What is needed:
Count the lines in the items below that contain the string "black", treating uppercase and lowercase as distinct, and give only the number.
--- START Listed entries ---
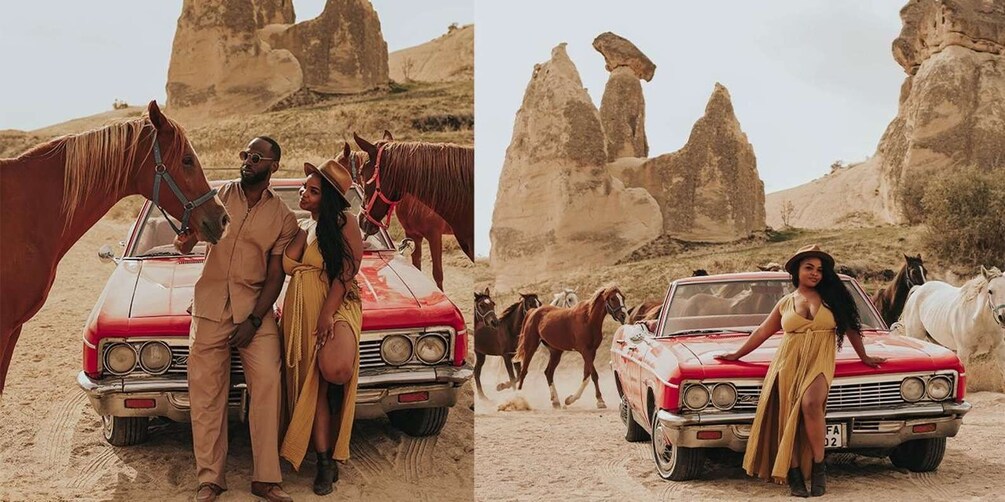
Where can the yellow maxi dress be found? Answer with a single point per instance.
(305, 297)
(806, 351)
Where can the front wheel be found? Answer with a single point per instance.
(420, 422)
(672, 462)
(920, 455)
(125, 431)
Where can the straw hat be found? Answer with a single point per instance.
(808, 251)
(333, 173)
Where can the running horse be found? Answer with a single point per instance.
(578, 328)
(500, 339)
(440, 176)
(890, 299)
(418, 221)
(52, 194)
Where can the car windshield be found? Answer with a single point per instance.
(739, 304)
(156, 237)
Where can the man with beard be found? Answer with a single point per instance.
(232, 307)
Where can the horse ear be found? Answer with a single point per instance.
(156, 116)
(365, 145)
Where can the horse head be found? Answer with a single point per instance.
(614, 302)
(484, 310)
(379, 197)
(996, 293)
(915, 272)
(172, 177)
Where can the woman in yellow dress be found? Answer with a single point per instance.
(787, 437)
(322, 319)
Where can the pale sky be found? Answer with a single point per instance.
(812, 81)
(66, 59)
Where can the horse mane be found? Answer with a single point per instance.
(435, 169)
(103, 158)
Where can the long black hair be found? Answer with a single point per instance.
(836, 297)
(335, 249)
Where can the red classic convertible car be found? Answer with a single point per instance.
(686, 403)
(136, 341)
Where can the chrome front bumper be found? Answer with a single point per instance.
(865, 429)
(378, 392)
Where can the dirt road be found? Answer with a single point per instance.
(51, 446)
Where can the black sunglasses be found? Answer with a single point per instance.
(255, 158)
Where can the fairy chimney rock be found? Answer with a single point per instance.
(709, 190)
(219, 65)
(622, 108)
(558, 209)
(618, 52)
(342, 51)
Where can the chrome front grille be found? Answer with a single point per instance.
(850, 396)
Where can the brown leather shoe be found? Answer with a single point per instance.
(271, 492)
(207, 492)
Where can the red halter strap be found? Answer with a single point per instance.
(375, 179)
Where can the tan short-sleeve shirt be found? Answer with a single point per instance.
(236, 266)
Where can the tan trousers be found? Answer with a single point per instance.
(209, 385)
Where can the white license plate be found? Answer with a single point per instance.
(834, 437)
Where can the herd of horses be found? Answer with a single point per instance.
(53, 193)
(969, 319)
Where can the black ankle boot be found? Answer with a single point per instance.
(797, 486)
(328, 473)
(819, 479)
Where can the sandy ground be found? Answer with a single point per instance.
(579, 453)
(51, 446)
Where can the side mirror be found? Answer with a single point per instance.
(106, 254)
(406, 247)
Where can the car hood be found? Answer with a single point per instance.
(164, 287)
(901, 354)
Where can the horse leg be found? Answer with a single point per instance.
(587, 374)
(553, 363)
(508, 362)
(436, 254)
(479, 360)
(7, 343)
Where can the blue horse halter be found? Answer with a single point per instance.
(161, 172)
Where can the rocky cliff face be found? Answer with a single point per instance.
(951, 114)
(710, 190)
(558, 208)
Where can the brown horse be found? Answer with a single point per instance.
(53, 193)
(500, 339)
(418, 221)
(578, 328)
(890, 299)
(440, 176)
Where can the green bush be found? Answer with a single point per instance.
(965, 215)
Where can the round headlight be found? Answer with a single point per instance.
(913, 389)
(155, 357)
(724, 396)
(396, 349)
(120, 358)
(696, 397)
(430, 348)
(940, 388)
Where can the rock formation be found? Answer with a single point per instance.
(951, 114)
(447, 58)
(218, 64)
(710, 189)
(233, 56)
(622, 108)
(558, 209)
(342, 51)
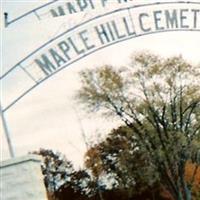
--- END Listed entries ---
Task result:
3